=== EXERCISE DETAILS ===
Below are records. Return each one exactly as written.

=== MATERIAL FOR THIS TASK ===
Start of Block

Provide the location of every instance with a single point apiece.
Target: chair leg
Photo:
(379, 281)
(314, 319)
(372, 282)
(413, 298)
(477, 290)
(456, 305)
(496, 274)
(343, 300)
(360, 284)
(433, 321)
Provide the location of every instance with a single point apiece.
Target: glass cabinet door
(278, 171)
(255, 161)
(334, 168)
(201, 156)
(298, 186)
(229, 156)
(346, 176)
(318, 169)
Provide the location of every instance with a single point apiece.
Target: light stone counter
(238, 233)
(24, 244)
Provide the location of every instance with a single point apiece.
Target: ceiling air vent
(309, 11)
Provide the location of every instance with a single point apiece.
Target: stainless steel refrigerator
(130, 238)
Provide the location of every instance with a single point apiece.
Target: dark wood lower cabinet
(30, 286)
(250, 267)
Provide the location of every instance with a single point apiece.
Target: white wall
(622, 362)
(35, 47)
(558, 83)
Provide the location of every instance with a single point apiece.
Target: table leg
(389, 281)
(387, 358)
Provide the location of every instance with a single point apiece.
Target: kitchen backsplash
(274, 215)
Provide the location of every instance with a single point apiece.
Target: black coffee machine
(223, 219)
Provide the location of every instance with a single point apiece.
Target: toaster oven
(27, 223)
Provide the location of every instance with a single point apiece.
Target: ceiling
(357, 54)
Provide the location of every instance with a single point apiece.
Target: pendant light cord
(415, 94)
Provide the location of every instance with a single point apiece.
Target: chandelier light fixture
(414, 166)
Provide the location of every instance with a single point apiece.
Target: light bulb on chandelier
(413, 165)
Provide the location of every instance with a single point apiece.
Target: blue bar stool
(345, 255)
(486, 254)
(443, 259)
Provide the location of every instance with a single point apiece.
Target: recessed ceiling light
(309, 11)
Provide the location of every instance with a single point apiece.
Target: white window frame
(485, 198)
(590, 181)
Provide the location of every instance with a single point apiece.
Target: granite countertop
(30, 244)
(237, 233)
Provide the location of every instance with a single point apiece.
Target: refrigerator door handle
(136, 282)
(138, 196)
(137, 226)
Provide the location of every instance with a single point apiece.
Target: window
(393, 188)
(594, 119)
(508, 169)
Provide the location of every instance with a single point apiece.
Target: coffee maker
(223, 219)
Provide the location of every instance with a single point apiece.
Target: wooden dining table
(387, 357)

End of Block

=== EXERCISE RESULT ===
Provide the location of every instance with a single point apiece.
Target: chair leg
Photo:
(379, 281)
(314, 319)
(372, 282)
(413, 298)
(477, 290)
(456, 305)
(496, 274)
(343, 300)
(360, 284)
(433, 321)
Provide the location of every instance with a single point apiece.
Target: glass cabinet door
(278, 171)
(255, 161)
(334, 168)
(201, 156)
(298, 186)
(229, 156)
(346, 176)
(318, 169)
Provide the location of every instance with a single point apiece.
Target: light stone counter
(238, 233)
(24, 244)
Provide the location of every instance with a single point apiece.
Target: ceiling air vent
(309, 11)
Provide the location of every instance with a single point apiece.
Target: stainless steel refrigerator
(130, 238)
Provide the location of every instance with a single point apiece.
Target: dark wood lower cabinet
(30, 286)
(250, 267)
Provide the location of every instance with a single point apiece.
Target: white wall
(622, 362)
(35, 47)
(558, 83)
Provide the location of every instance with a single point apiece.
Target: table leg
(389, 281)
(387, 358)
Provide the location of every instance with a single point apiece.
Target: kitchen backsplash
(274, 215)
Provide the location of every instance with a single point apiece.
Target: black coffee machine
(223, 219)
Provide the location of every instance with a single point apiece.
Target: toaster oven
(27, 223)
Provide the location of every instance with a single point apiece.
Target: ceiling
(357, 54)
Provide the location of every instance with a single point apiece.
Target: pendant light cord
(415, 94)
Provide the location of every instance with a single point apiece.
Target: chandelier light fixture
(414, 166)
Provide the location of every instance with a single point apiece.
Target: light bulb on chandelier
(413, 165)
Provide the location of every instance with a single point apiece.
Target: blue bar stool
(345, 255)
(486, 254)
(443, 259)
Provide the location of every instance with a single point apiece.
Target: recessed ceiling light
(309, 11)
Provide the location of every instance with a single point apiece.
Target: white window frame
(485, 198)
(590, 181)
Provide the location of every instance with a single point apiece.
Target: granite countertop
(30, 244)
(237, 233)
Provide the location of every instance with a single point apiece.
Target: refrigerator door handle
(136, 282)
(138, 196)
(137, 226)
Provide the location of every instance with a single point apiece.
Target: window
(393, 188)
(594, 119)
(508, 169)
Provide the location of every instance with a single point apiece.
Target: coffee maker
(223, 219)
Provide the location of every instance with a single point apiece.
Target: wooden dining table
(387, 357)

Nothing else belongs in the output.